_Work request_
Using the passage below on Indian labor and privatization policy, answer each question:
(a) How many labor laws were consolidated, and into how many codes?
(b) At what daily amount did the government announce the minimum wage would be set?
(c) Which department moved the cabinet proposal in July?

_Selected passage_

=-=-=

CPIML general secretary Dipankar Bhattacharya told The Wire: “The condition of farmers has deteriorated in Bihar over the past 14 years, since the Nitish [Kumar] government repealed the APMC Act.

Returning from a visit to one of the farmers' protest sites, Battacharya told Green Left “the government is resorting to all kinds of lies and divisive tricks, but the unity remains intact and the spirits high.”

“The government is clearly under pressure, and we need to keep it up and force it to repeal these acts.”

Labour laws

Forty-four labour laws were consolidated into four labour codes in April: Code on Wages; Code on Occupational Safety, Health and Working Conditions; Code on Industrial Relations; and Code on Social Security.

In order to increase the “ease of business”, the BJP has committed to liberalisation, privatisation and globalisation and has effectively thrown the Indian working class under the bus.

The Modi government has weakened workers’ rights across the board, whether in respect of industrial relations, social security provision or working conditions and occupational health and safety — all in the name of attracting foreign investment and multinational corporations wanting to shift their supply chains from China.

The government announced the minimum wage would be set at Rs178 a day, less than the wage currently paid in about 31 locations across the country.

The government has also introduced contract employment, undermining permanency.

The base year was changed for the Consumer Price Index for Industrial Workers from 2001 to 2016, in effect lowering the compensation paid to workers for the rising cost of living.

The changes also permit factories with up to 300 employees to hire and fire without seeking any statutory permission.

The new laws are full of ambiguities. For instance, the terms “worker” and “employee” in the Code are confusing and will only make discrimination easier. A “worker” is defined as a person employed in an industry who does work including manual, unskilled, skilled, or technical work. An “employee” is defined as a person employed on wages who does work including skilled, semiskilled unskilled, technical, managerial and administrative work.

Privatisation

The Modi regime has also used the economic decline during the pandemic to ramp up its privatisation of public assets.

The Department of Investment and Public Asset Management moved a cabinet proposal in July on “Redefining Public Sector Participation in Commercial Sector Enterprise”.

Profit-making public sector entities such as Bharat Petroleum and the Shipping Corporation of India, along with public banks, financial institutions and airports, are to be sold off.

One likely beneficiary of the latest privatisation push is Modi’s friend, billionaire Mukesh Ambani, who has interests in the petrochemical, oil and gas, telecommunications and retail sectors.

=-=-=

_Point localization data_
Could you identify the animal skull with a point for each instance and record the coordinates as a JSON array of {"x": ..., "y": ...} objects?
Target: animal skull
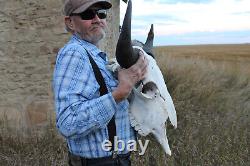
[{"x": 150, "y": 102}]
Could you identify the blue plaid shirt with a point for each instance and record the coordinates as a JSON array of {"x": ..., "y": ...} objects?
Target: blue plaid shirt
[{"x": 81, "y": 114}]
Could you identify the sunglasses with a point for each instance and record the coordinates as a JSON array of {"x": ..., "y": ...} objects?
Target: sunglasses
[{"x": 89, "y": 14}]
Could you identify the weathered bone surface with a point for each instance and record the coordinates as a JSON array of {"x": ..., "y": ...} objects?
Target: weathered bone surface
[{"x": 150, "y": 102}]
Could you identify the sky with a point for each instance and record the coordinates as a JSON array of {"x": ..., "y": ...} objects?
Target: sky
[{"x": 191, "y": 22}]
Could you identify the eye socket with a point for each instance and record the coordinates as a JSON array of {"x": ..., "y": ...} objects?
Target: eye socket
[{"x": 149, "y": 87}]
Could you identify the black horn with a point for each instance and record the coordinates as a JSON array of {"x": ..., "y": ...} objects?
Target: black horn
[
  {"x": 148, "y": 46},
  {"x": 125, "y": 54}
]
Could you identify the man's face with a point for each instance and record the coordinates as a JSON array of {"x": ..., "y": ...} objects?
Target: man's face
[{"x": 92, "y": 30}]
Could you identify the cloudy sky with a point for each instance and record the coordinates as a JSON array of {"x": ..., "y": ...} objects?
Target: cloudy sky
[{"x": 179, "y": 22}]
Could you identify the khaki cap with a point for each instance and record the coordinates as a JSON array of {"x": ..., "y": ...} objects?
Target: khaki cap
[{"x": 79, "y": 6}]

=-=-=

_Task answer_
(a) Forty-four labour laws were consolidated into four labour codes.
(b) Rs178 a day.
(c) The Department of Investment and Public Asset Management.